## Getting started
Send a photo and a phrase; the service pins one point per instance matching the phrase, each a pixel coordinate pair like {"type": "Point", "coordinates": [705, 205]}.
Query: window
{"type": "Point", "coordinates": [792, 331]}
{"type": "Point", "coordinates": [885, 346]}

------------------------------------------------------------------------

Output all the lines above, matching them word for word.

**RESPONSE**
## Getting started
Send a photo and a phrase; the service pins one point per instance matching the phrase, each a pixel coordinate pair like {"type": "Point", "coordinates": [705, 205]}.
Query: window
{"type": "Point", "coordinates": [792, 331]}
{"type": "Point", "coordinates": [885, 346]}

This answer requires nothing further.